EXERCISE DIRECTIONS — Reproduce the records below, substituting "Goal" for every occurrence of "Objective" and leaving all other wording unchanged.

THE RECORDS —
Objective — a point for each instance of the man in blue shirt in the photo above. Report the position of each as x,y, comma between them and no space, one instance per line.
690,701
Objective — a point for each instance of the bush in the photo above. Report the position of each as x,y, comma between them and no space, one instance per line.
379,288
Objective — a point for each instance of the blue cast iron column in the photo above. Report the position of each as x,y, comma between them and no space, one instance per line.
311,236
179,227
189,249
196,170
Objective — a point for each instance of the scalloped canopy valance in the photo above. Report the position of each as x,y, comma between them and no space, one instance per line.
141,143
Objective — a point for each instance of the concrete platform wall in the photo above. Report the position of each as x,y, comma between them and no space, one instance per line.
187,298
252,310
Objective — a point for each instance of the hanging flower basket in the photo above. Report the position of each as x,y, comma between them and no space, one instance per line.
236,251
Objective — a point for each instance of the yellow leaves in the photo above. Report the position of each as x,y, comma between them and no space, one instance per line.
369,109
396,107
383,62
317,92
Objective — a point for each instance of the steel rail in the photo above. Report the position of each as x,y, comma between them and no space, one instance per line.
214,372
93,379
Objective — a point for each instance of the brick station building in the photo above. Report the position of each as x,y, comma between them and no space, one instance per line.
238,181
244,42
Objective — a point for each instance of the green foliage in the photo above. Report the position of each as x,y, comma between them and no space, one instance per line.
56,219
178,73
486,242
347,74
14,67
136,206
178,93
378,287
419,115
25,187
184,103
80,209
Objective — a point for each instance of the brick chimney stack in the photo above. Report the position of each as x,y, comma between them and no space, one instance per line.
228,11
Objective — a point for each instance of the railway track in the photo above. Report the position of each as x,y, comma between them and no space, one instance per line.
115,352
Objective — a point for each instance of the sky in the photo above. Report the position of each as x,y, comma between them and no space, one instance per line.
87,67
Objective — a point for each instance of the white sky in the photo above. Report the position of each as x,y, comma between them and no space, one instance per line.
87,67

EXERCISE RESPONSE —
Goal — a point for each instance of the man in blue shirt in the photo above. Report the position of each as x,y, comma between them and no space, one instance per line.
690,701
Goal — a point for each instance of the bush in the photo above. Report the position of each as x,y, comma between them and no space, one instance per line.
379,288
Goal — a point for each instance of the blue cast iron column in the photo above. Report the position of each as x,y, comma between them and no space, one instance per line.
311,236
179,227
189,249
196,170
Goal — a point for each instance of the scalloped canopy valance in the photo above. Report the position of each as x,y, comma between them and no space, one instance per line.
141,143
Goal — a point for each instance of the concrete platform wall in the photo above. Report the position of each as x,y, comma between them and no space, one instance per line.
187,298
252,310
Goal — a point for each instance of the hanging flower basket in the photo above. Report the position of each as x,y, comma between them and no space, one instance per line.
236,251
Goal — a point for each instance of the yellow leaves in the photo above. Report the position of each as x,y, comma between them and no space, one instance per line.
369,109
396,107
383,62
317,92
Goal — a point for each instance of the steel rail in the photo above. Report the position of each as x,y, comma between them and no space, one instance per line.
214,372
93,379
Goal — a point for each instance of the brick station building in the photo above. Report the position of each as x,y, comma between them and no space, one instance per line.
238,181
244,42
Goal — a point for each instance of the green foliage in the photo above. Report the position of each as x,y, comma between them and no space, one instance per line.
56,219
178,73
486,242
347,74
14,67
136,206
178,93
378,287
419,115
25,187
184,103
80,209
Goal — a point for each instance of the brick chimney stack in the photo above. Report the position of each as x,y, comma between them and no space, one instance per line.
228,11
Goal — a point for each instance of the railway track in the photo above. Report the position of each as x,y, comma between them and no space, one instance per line.
115,352
Goal — a point for each instance of the sky in the photo above. Report the position of each as x,y, comma between them and no space, one instance per line.
87,67
Goal — a point for each instance of the white sky in the photo above. Report the position of each as x,y, comma between them and no space, one instance per line.
87,67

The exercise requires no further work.